EXERCISE REQUIREMENTS: Reproduce word for word the lines below that begin with the one containing "Challenge accepted? Locate the ceiling" and end with the one containing "[186, 461, 203, 537]", including both of those lines and nothing else.

----

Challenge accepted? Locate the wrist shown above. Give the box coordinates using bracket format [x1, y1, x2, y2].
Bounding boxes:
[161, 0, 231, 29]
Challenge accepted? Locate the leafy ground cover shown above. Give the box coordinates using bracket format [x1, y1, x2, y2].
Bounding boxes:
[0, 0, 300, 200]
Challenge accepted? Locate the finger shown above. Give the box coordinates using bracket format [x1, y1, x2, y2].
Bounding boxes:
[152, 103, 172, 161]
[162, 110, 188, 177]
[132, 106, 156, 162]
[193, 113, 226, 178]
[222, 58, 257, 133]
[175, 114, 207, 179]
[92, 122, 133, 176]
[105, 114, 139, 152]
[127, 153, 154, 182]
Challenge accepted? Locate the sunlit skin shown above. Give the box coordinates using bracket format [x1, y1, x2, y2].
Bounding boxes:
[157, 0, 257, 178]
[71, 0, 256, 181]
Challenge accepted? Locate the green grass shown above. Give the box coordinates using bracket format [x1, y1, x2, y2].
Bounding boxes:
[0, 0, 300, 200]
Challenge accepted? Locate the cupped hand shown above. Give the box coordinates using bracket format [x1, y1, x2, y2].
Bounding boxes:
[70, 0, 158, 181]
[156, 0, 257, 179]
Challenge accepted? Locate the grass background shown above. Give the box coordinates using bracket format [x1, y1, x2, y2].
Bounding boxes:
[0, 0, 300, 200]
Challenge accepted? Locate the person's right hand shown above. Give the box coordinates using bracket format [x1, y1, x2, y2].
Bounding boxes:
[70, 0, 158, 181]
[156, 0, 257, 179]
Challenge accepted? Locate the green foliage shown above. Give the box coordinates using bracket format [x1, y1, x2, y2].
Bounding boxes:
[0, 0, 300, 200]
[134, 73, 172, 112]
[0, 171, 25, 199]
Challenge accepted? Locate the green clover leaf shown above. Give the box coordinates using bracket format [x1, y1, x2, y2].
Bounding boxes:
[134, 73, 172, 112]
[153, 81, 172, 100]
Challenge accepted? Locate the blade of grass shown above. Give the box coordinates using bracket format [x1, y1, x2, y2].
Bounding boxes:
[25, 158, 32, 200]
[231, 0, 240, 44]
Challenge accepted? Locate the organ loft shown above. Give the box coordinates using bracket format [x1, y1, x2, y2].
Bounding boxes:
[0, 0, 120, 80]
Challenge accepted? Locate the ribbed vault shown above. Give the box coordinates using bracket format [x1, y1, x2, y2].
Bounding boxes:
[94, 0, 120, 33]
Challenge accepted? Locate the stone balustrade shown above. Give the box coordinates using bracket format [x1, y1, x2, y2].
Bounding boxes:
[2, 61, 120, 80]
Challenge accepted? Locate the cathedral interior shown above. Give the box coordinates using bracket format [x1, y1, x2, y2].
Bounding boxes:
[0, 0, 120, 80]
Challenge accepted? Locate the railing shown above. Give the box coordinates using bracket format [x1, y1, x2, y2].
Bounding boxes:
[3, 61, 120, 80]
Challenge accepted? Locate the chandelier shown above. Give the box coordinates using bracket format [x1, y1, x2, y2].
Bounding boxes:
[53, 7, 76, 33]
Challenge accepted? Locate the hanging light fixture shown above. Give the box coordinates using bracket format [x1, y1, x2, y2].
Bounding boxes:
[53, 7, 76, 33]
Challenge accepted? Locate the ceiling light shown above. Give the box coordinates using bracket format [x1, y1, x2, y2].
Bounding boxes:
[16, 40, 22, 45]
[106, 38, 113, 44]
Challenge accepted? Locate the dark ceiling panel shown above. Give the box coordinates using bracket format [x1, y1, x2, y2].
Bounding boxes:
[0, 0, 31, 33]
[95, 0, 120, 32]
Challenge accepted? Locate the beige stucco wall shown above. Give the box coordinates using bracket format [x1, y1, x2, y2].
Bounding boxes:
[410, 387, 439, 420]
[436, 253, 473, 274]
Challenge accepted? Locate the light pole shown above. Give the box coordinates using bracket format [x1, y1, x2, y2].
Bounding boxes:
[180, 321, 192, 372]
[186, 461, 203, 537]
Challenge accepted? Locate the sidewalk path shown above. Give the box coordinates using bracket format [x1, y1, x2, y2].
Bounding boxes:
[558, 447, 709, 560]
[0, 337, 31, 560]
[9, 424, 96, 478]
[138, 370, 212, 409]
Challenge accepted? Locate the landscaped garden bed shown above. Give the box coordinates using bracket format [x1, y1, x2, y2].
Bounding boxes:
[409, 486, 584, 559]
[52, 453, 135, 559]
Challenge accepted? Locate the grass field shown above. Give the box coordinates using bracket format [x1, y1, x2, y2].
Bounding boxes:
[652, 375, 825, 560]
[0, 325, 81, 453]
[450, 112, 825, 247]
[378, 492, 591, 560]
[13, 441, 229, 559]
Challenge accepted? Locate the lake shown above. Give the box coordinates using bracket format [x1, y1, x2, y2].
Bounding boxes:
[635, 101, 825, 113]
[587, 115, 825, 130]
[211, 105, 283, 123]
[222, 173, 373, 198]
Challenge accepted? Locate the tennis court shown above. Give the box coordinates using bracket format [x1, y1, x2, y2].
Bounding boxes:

----

FULL ANSWER:
Challenge accepted? Locate the ceiling light shown above. Give the box coordinates using bracket format [x1, y1, x2, y2].
Bounding boxes:
[16, 40, 22, 45]
[106, 38, 113, 44]
Challenge accepted? Locate the dark ceiling panel shown above. Give the box coordinates using bracket format [x1, y1, x2, y2].
Bounding boxes:
[0, 0, 31, 33]
[95, 0, 120, 32]
Challenge accepted? Locate the beige stucco wall shown above. Give the box coordinates using bracket format [x1, y1, x2, y2].
Bounding boxes:
[410, 387, 439, 420]
[436, 253, 473, 274]
Challenge accepted? Locate the light pole shown above. Give the box coordinates using bracket format [x1, y1, x2, y2].
Bounding boxes:
[180, 321, 192, 372]
[186, 461, 203, 537]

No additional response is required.